** begin **

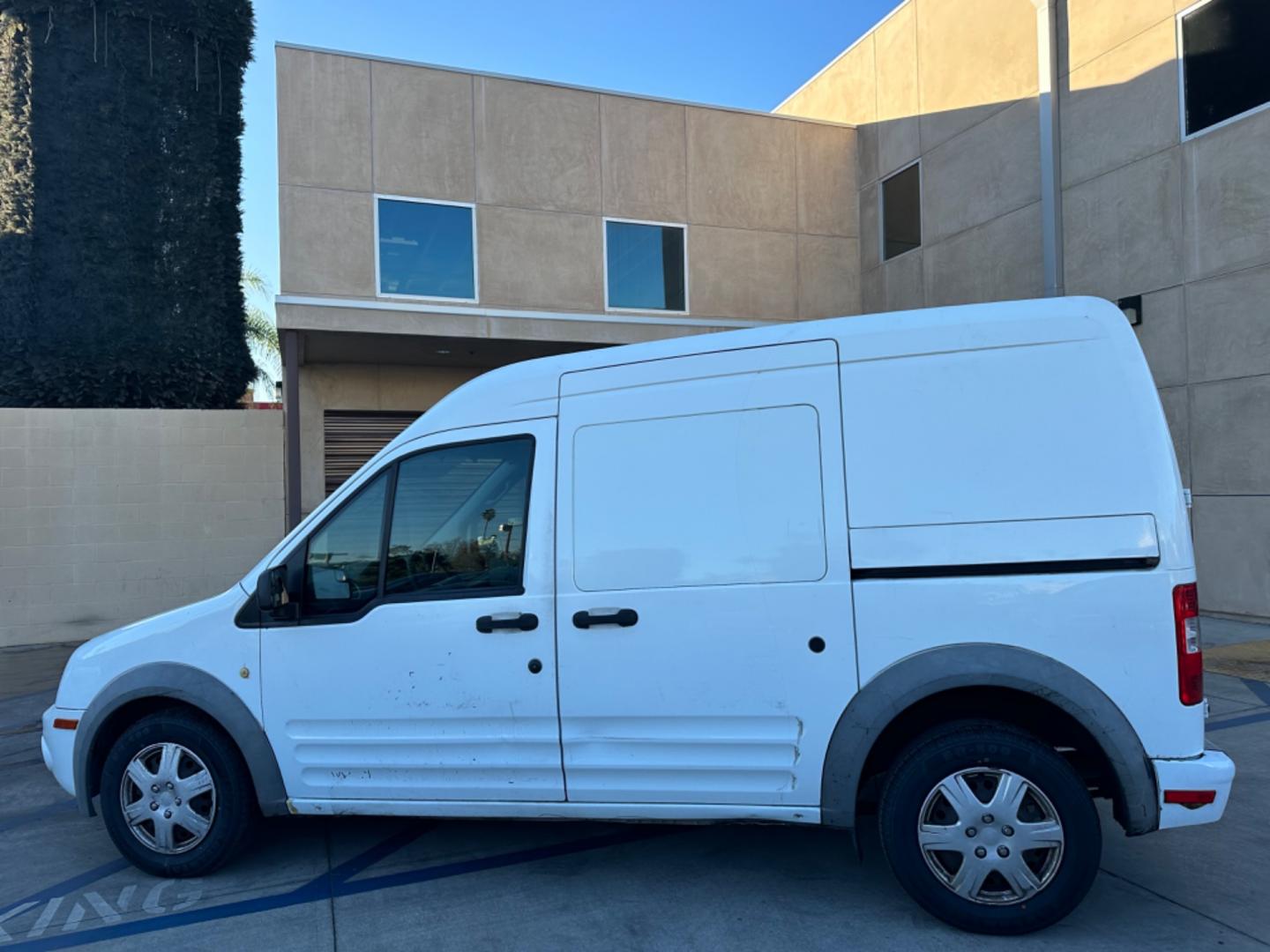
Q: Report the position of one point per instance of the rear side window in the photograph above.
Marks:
(714, 499)
(459, 519)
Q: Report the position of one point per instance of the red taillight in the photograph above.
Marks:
(1191, 654)
(1192, 799)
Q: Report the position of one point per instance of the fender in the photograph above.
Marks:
(195, 687)
(906, 682)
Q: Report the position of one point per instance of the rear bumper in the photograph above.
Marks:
(1211, 770)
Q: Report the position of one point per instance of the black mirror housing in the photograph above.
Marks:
(271, 589)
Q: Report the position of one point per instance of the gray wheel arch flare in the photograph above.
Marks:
(199, 689)
(909, 681)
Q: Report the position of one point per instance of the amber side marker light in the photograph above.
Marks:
(1191, 799)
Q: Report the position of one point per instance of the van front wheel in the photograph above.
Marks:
(990, 829)
(176, 795)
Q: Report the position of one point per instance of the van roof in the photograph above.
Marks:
(528, 389)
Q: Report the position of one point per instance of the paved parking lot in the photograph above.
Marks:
(314, 883)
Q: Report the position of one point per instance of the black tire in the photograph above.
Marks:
(966, 746)
(234, 795)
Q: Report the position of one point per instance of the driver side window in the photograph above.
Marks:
(342, 565)
(459, 519)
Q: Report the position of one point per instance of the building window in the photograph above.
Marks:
(902, 212)
(426, 249)
(646, 265)
(1223, 71)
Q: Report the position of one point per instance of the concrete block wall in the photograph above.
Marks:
(770, 202)
(112, 516)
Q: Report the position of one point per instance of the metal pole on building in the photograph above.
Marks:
(1050, 145)
(291, 420)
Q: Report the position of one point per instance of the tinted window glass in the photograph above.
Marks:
(646, 267)
(426, 249)
(459, 518)
(752, 512)
(1224, 60)
(900, 212)
(342, 565)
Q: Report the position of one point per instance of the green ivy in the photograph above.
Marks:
(120, 187)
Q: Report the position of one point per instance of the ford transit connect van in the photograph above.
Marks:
(934, 566)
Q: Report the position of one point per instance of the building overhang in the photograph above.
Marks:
(409, 326)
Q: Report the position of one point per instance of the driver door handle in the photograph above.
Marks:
(621, 617)
(514, 621)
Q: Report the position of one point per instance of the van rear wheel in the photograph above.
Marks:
(176, 795)
(990, 829)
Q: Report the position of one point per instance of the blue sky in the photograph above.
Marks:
(741, 54)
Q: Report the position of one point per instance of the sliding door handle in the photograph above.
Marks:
(514, 621)
(623, 617)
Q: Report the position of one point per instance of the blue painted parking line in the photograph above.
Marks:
(74, 882)
(329, 888)
(1260, 718)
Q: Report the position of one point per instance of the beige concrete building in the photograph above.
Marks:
(959, 152)
(544, 183)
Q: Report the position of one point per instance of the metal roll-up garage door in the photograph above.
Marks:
(352, 437)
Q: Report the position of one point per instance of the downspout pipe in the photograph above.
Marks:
(1050, 146)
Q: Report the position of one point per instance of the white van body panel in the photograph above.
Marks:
(202, 636)
(706, 493)
(410, 701)
(993, 476)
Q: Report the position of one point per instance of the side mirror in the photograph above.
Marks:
(271, 589)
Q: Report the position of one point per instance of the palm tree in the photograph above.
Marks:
(262, 333)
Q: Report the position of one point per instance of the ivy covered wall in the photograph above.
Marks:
(120, 187)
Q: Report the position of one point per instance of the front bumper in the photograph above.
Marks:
(1211, 770)
(57, 747)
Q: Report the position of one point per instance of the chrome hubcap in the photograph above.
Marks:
(990, 836)
(168, 799)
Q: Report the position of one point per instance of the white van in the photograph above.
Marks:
(932, 565)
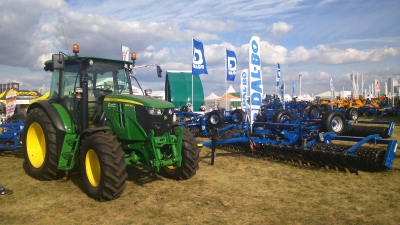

** end **

[Exercise goal] Write out all the records again, substituting "image" for every "photograph" and changing nothing else. Leave the pictures out.

[Exercise output]
Q: Report the position of one point per instance of the rear side window in the image above.
Marks:
(714, 499)
(459, 519)
Q: Report the position of one point per instance of the red taillight in the image above.
Marks:
(1191, 654)
(1192, 799)
Q: Report the position of one point per instance of the fender in the image above.
Marks:
(195, 687)
(906, 682)
Q: Report the position of one point per instance of the rear bumper in the image above.
Marks:
(1211, 770)
Q: Report the position of one point per instance of the black mirror housing in the image above.
Marks:
(271, 589)
Q: Report the position of one point per instance of the gray wheel arch flare in the image above.
Marks:
(199, 689)
(909, 681)
Q: Report the position of one point per instance of the amber side marker light in the image above.
Marks:
(1191, 799)
Q: Report the position of one point per instance of the van front wheel in the image above.
Marks:
(990, 829)
(176, 795)
Q: Report the position of one point per instance of the van roof in the image above.
Marks:
(528, 389)
Q: Report the position of one point per instance of the paved parking lot in the image above.
Marks:
(314, 883)
Q: Report the position of one point per instance of the black tire in the image above.
Marks:
(966, 746)
(234, 795)
Q: Report the position of one point per instance of the driver side window in the image above.
Marks:
(342, 565)
(459, 519)
Q: Report the position of one point per instance of the building window in the image above.
Marks:
(902, 212)
(426, 249)
(646, 265)
(1223, 71)
Q: Report the position of one point per instance of the concrete block wall in the image above.
Marks:
(770, 202)
(112, 516)
Q: Report the position of one point per instance of the metal pole on building in the image above.
Marks:
(1050, 145)
(291, 420)
Q: Report the position of one point per instance of the tinted window glass in the image above.
Marks:
(646, 267)
(426, 249)
(459, 518)
(752, 512)
(1224, 60)
(900, 212)
(342, 565)
Q: Report the position of one point per instance of the green ivy in the image above.
Marks:
(120, 187)
Q: Report the position of one point per instance of the ford transit connect van in the image above.
Marks:
(934, 566)
Q: Report the position of one point per instance of the building overhang in the image above.
Marks:
(409, 326)
Q: Report the position of one point per instance of the driver door handle in the image above.
Marks:
(621, 617)
(514, 621)
Q: Report the position of one point per instance of the van rear wheel in the image above.
Marks:
(176, 795)
(990, 829)
Q: Report the position of one point per instance of the blue sky in the image above.
Marks:
(741, 54)
Q: Report the position of one point per instance of the sliding door handle in the image above.
Marks:
(514, 621)
(623, 617)
Q: Report the position of one point per instance of the blue painted parking line in the image above.
Marks:
(74, 882)
(329, 888)
(1260, 718)
Q: Report the position of one point per instance of the beige concrete building in the image above.
Marks:
(959, 152)
(544, 183)
Q: Report the position of one point per instance of the metal roll-up garage door in the image above.
Marks:
(352, 437)
Q: Report the position of one point per instance of the downspout pipe in the image above.
Marks:
(1050, 146)
Q: Report the position of one point per instance of the white van body panel in the image above.
Marks:
(202, 636)
(706, 493)
(410, 701)
(993, 476)
Q: Report the position of one point per instance of the side mirror in the image above.
Marks:
(271, 589)
Q: Report the position of one point per instance of the palm tree in the image above.
Marks:
(262, 333)
Q: Report the position of one point per instance of the ivy covered wall in the image above.
Marks:
(120, 187)
Q: Report the position of one point per instance of the front bumper in the image above.
Marks:
(1211, 770)
(57, 747)
Q: Report the position of one point per instance of the chrome hubcap in the image above.
Marks:
(990, 836)
(168, 799)
Q: Report the position of one point per instance of the white van in the image above.
Marks:
(932, 565)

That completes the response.